▶ **Saved data entries**
------------------------------------------------------------

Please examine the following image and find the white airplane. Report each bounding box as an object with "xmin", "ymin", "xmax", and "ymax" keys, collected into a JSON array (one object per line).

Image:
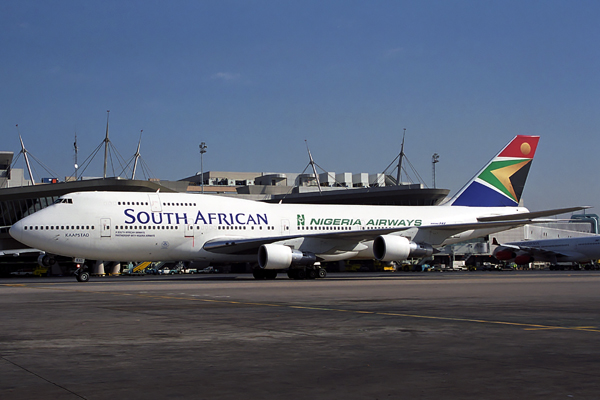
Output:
[
  {"xmin": 493, "ymin": 235, "xmax": 600, "ymax": 268},
  {"xmin": 9, "ymin": 135, "xmax": 585, "ymax": 282}
]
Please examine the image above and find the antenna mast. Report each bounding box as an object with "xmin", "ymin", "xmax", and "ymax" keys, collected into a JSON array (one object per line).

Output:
[
  {"xmin": 131, "ymin": 130, "xmax": 142, "ymax": 180},
  {"xmin": 16, "ymin": 125, "xmax": 35, "ymax": 185},
  {"xmin": 103, "ymin": 110, "xmax": 110, "ymax": 179},
  {"xmin": 305, "ymin": 140, "xmax": 322, "ymax": 194},
  {"xmin": 396, "ymin": 128, "xmax": 406, "ymax": 185}
]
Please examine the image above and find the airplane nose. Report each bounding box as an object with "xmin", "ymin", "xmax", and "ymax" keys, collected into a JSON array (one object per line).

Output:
[{"xmin": 9, "ymin": 221, "xmax": 23, "ymax": 242}]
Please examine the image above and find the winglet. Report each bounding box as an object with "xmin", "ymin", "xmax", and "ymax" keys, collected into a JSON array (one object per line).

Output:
[{"xmin": 447, "ymin": 135, "xmax": 540, "ymax": 207}]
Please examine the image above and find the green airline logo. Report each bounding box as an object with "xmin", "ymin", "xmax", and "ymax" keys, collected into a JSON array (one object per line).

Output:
[{"xmin": 297, "ymin": 214, "xmax": 421, "ymax": 227}]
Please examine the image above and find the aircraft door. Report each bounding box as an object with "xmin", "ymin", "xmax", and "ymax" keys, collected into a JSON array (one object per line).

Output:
[
  {"xmin": 281, "ymin": 219, "xmax": 290, "ymax": 235},
  {"xmin": 101, "ymin": 218, "xmax": 112, "ymax": 238},
  {"xmin": 148, "ymin": 194, "xmax": 162, "ymax": 212},
  {"xmin": 184, "ymin": 224, "xmax": 195, "ymax": 238}
]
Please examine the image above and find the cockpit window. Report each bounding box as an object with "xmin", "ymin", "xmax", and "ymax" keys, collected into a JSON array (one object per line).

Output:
[{"xmin": 54, "ymin": 198, "xmax": 73, "ymax": 204}]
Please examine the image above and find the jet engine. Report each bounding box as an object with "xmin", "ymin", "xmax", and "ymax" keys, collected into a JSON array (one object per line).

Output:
[
  {"xmin": 514, "ymin": 255, "xmax": 534, "ymax": 265},
  {"xmin": 258, "ymin": 244, "xmax": 317, "ymax": 270},
  {"xmin": 38, "ymin": 253, "xmax": 55, "ymax": 267},
  {"xmin": 373, "ymin": 235, "xmax": 433, "ymax": 262},
  {"xmin": 494, "ymin": 250, "xmax": 517, "ymax": 261}
]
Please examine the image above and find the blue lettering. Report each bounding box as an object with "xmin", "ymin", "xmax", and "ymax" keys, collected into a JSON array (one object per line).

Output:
[
  {"xmin": 164, "ymin": 212, "xmax": 174, "ymax": 224},
  {"xmin": 138, "ymin": 212, "xmax": 150, "ymax": 224},
  {"xmin": 208, "ymin": 213, "xmax": 217, "ymax": 224},
  {"xmin": 218, "ymin": 213, "xmax": 231, "ymax": 225},
  {"xmin": 176, "ymin": 213, "xmax": 188, "ymax": 224},
  {"xmin": 257, "ymin": 214, "xmax": 268, "ymax": 225},
  {"xmin": 152, "ymin": 213, "xmax": 163, "ymax": 224},
  {"xmin": 235, "ymin": 213, "xmax": 246, "ymax": 224},
  {"xmin": 124, "ymin": 209, "xmax": 135, "ymax": 224},
  {"xmin": 195, "ymin": 211, "xmax": 207, "ymax": 224}
]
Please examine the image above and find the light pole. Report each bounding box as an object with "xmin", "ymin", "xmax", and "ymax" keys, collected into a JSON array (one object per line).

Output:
[
  {"xmin": 199, "ymin": 142, "xmax": 207, "ymax": 193},
  {"xmin": 432, "ymin": 153, "xmax": 439, "ymax": 189}
]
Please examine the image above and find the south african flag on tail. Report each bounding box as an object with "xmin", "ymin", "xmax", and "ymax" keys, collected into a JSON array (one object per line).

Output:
[{"xmin": 447, "ymin": 135, "xmax": 540, "ymax": 207}]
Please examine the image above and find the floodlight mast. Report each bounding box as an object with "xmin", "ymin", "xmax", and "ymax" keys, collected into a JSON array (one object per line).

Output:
[
  {"xmin": 432, "ymin": 153, "xmax": 440, "ymax": 188},
  {"xmin": 199, "ymin": 142, "xmax": 207, "ymax": 193}
]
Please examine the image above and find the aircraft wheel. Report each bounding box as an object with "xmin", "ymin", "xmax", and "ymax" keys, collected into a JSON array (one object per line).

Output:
[
  {"xmin": 265, "ymin": 270, "xmax": 278, "ymax": 280},
  {"xmin": 295, "ymin": 269, "xmax": 307, "ymax": 280},
  {"xmin": 317, "ymin": 268, "xmax": 327, "ymax": 279},
  {"xmin": 287, "ymin": 269, "xmax": 296, "ymax": 279},
  {"xmin": 76, "ymin": 271, "xmax": 90, "ymax": 282},
  {"xmin": 252, "ymin": 269, "xmax": 266, "ymax": 280},
  {"xmin": 307, "ymin": 269, "xmax": 317, "ymax": 279}
]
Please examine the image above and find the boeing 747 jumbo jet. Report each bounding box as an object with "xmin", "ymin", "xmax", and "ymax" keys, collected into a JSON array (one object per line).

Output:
[
  {"xmin": 493, "ymin": 236, "xmax": 600, "ymax": 269},
  {"xmin": 9, "ymin": 135, "xmax": 586, "ymax": 282}
]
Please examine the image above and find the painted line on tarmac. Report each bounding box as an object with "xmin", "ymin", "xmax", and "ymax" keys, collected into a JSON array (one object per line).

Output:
[{"xmin": 6, "ymin": 283, "xmax": 600, "ymax": 334}]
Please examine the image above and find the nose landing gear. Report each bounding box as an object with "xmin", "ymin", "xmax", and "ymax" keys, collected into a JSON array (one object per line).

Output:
[{"xmin": 74, "ymin": 264, "xmax": 90, "ymax": 282}]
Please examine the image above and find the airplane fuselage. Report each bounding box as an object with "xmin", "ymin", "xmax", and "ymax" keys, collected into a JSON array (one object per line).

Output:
[
  {"xmin": 10, "ymin": 191, "xmax": 528, "ymax": 263},
  {"xmin": 498, "ymin": 236, "xmax": 600, "ymax": 264}
]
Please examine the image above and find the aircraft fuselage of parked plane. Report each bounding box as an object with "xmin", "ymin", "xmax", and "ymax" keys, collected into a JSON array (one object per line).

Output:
[
  {"xmin": 494, "ymin": 235, "xmax": 600, "ymax": 267},
  {"xmin": 9, "ymin": 135, "xmax": 586, "ymax": 281}
]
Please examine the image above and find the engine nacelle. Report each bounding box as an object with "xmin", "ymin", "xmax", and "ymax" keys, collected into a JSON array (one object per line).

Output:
[
  {"xmin": 258, "ymin": 244, "xmax": 317, "ymax": 270},
  {"xmin": 373, "ymin": 235, "xmax": 434, "ymax": 262},
  {"xmin": 38, "ymin": 253, "xmax": 55, "ymax": 267},
  {"xmin": 494, "ymin": 250, "xmax": 516, "ymax": 261},
  {"xmin": 514, "ymin": 255, "xmax": 534, "ymax": 265}
]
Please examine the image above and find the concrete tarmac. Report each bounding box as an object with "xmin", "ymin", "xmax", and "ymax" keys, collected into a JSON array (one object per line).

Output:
[{"xmin": 1, "ymin": 271, "xmax": 600, "ymax": 399}]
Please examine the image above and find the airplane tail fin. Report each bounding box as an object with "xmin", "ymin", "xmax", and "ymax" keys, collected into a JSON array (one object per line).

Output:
[{"xmin": 446, "ymin": 135, "xmax": 540, "ymax": 207}]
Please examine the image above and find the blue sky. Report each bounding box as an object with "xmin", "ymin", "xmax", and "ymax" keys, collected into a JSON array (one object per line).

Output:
[{"xmin": 2, "ymin": 0, "xmax": 599, "ymax": 213}]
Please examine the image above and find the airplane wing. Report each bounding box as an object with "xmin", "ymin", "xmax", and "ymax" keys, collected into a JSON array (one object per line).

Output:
[
  {"xmin": 496, "ymin": 243, "xmax": 575, "ymax": 260},
  {"xmin": 0, "ymin": 248, "xmax": 41, "ymax": 257},
  {"xmin": 477, "ymin": 206, "xmax": 590, "ymax": 222},
  {"xmin": 203, "ymin": 218, "xmax": 542, "ymax": 255},
  {"xmin": 493, "ymin": 237, "xmax": 574, "ymax": 259}
]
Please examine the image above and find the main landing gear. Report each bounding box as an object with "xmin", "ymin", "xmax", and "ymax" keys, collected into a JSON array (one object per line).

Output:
[
  {"xmin": 252, "ymin": 269, "xmax": 278, "ymax": 280},
  {"xmin": 287, "ymin": 267, "xmax": 327, "ymax": 280},
  {"xmin": 252, "ymin": 266, "xmax": 327, "ymax": 280}
]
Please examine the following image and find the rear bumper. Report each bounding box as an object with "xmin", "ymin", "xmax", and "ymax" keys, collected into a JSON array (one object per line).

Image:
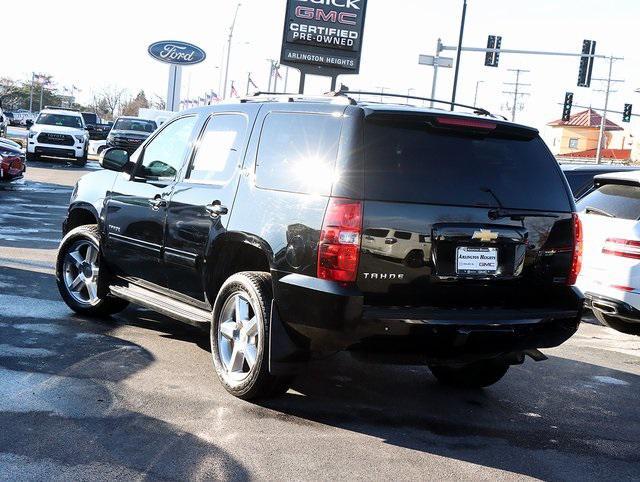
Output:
[
  {"xmin": 274, "ymin": 273, "xmax": 583, "ymax": 358},
  {"xmin": 585, "ymin": 292, "xmax": 640, "ymax": 323}
]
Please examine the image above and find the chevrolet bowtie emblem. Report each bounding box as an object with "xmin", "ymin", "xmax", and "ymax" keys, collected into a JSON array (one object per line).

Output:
[{"xmin": 472, "ymin": 229, "xmax": 499, "ymax": 242}]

------------------------------------------------------------

Where does the string "blue" appear in the records above? Return every line that holds it.

Please examine the image above and find the blue lettering. Report each bounding box as an object with "xmin", "ymin", "xmax", and "ymax" keys, collected into a JSON array (one object per line).
Please examine the image above and find the blue sky. Report each bounding box as an object with "xmin", "ymin", "xmax", and "ymax" keys, collected into a JSON array (one object per line).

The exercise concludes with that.